Exercise requirements »
Copy the lines below unchanged, from the line with "For each instance of the blurred" up to and including the line with "For each instance of the red and". Leave the pictures out of your copy.
···
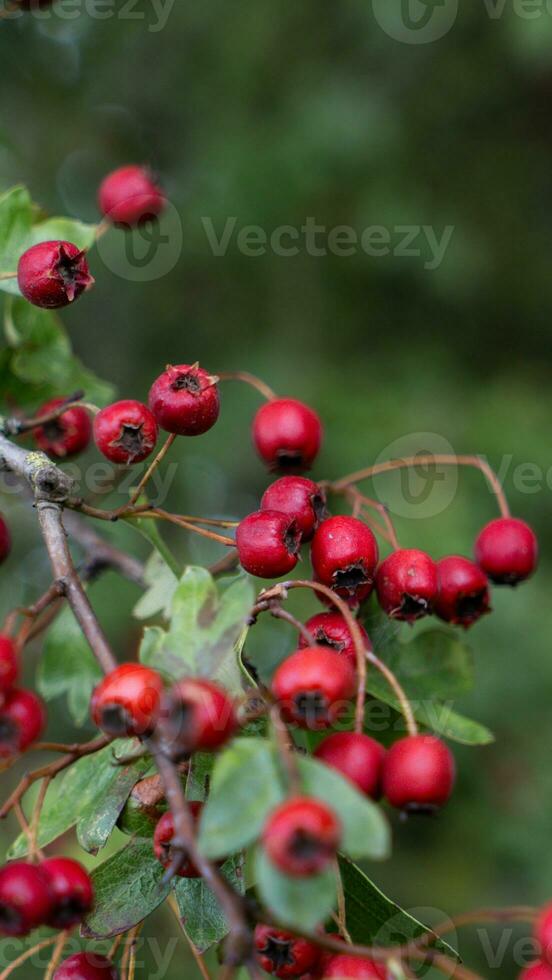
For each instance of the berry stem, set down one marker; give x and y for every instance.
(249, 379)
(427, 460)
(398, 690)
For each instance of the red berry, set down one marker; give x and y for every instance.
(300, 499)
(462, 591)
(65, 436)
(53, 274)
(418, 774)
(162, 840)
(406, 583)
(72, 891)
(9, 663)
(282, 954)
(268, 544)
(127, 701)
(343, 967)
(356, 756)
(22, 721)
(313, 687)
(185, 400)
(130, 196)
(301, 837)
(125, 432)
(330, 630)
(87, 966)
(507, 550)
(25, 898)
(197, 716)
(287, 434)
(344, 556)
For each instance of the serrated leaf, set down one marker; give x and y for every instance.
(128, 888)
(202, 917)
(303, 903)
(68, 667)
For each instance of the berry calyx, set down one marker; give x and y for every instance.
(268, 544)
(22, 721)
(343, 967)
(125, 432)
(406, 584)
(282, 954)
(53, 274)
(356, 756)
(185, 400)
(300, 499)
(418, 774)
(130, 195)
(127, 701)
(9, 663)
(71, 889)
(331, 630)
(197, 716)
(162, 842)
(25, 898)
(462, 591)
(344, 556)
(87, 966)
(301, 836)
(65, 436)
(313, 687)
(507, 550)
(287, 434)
···
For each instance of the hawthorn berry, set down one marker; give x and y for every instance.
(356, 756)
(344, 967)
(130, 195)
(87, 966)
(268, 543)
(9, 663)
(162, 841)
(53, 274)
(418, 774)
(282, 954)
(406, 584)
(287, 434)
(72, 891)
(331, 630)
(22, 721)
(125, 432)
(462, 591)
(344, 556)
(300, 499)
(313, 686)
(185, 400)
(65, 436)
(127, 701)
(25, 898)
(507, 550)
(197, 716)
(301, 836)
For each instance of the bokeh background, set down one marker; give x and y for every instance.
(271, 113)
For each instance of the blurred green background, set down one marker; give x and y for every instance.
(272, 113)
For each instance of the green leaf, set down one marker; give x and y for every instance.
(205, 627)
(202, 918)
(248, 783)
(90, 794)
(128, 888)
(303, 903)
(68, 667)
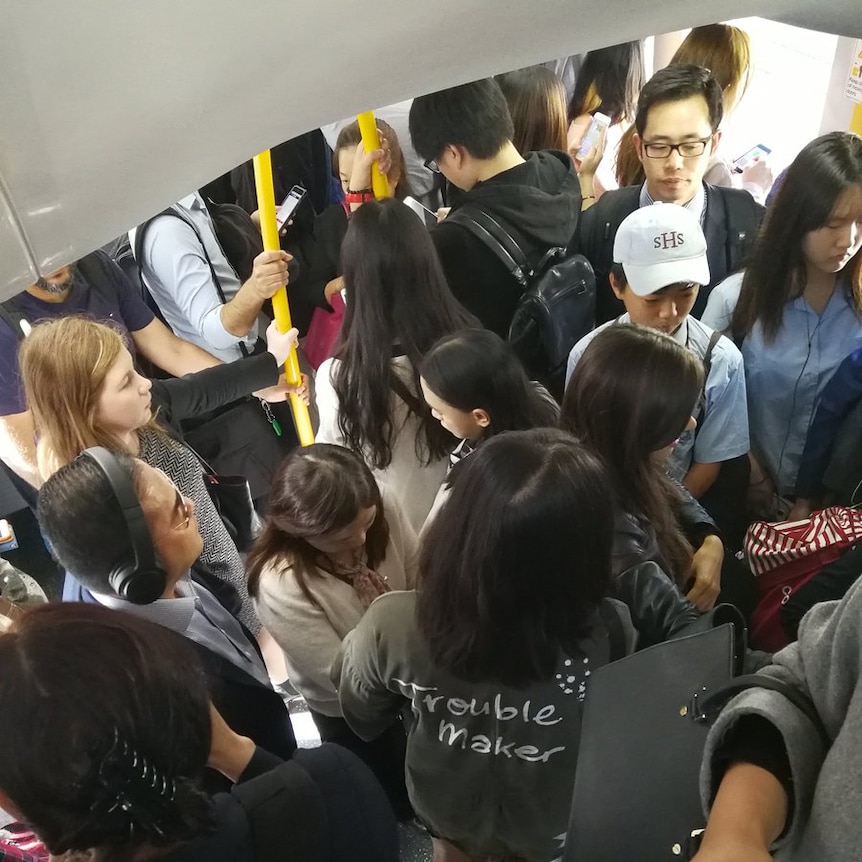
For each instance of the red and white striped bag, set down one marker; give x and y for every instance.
···
Task answer »
For each instance of the blurred green background, set down one marker; give x and y for every instance.
(272, 113)
For each instance of the green leaf, set down one marker; give x and y for every instance.
(205, 627)
(202, 918)
(248, 783)
(90, 794)
(128, 888)
(303, 903)
(68, 667)
For each instance of the red and white striped bag, set down one marker; give x and y for every instance.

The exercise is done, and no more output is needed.